## Direction a
Revise the passage on the Bank of Israel's rate increase from "The Bank of Israel has" up to and including "level since 2006.", replacing "relentless" with "persistent".

## Passage
═══

The Bank of Israel has once again raised the national interest rate in its relentless effort to curb the country’s steepening inflation rate. The bank increased the rate by another .25% to 4.75%, marking the tenth consecutive raise in just over one year. This surge brings the interest rate to its highest level since 2006.

The decision to raise interest rates comes as inflation in Israel continues to soar with little sign of stopping. Various components of the Consumer Price Index (CPI) have experienced significant inflationary pressures, indicating a need for urgent action. Last month, the Bank of Israel raised the interest rate by 0.25% to a steep 4.50%.

Explaining their decision, the Bank of Israel stated, “Economic activity in Israel is at a high level, and is accompanied by a tight labor market, although there is some moderation in a number of indicators. Inflation is broad and remains high. Therefore, the Monetary Committee decided to increase the interest rate. The interest rate path will be determined in accordance with activity data and the development of inflation, in order to continue supporting the attainment of the policy goal.”

═══

## Material shown
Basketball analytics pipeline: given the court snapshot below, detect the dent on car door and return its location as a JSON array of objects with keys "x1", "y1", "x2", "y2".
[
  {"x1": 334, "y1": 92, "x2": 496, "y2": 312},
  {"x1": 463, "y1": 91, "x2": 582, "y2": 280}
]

═══

## Direction b
List every line of the entries that contains the string "detect", treating uppercase and lowercase letters as distinct.

## Problem solution a
The Bank of Israel has once again raised the national interest rate in its persistent effort to curb the country’s steepening inflation rate. The bank increased the rate by another .25% to 4.75%, marking the tenth consecutive raise in just over one year. This surge brings the interest rate to its highest level since 2006.

## Problem solution b
Basketball analytics pipeline: given the court snapshot below, detect the dent on car door and return its location as a JSON array of objects with keys "x1", "y1", "x2", "y2".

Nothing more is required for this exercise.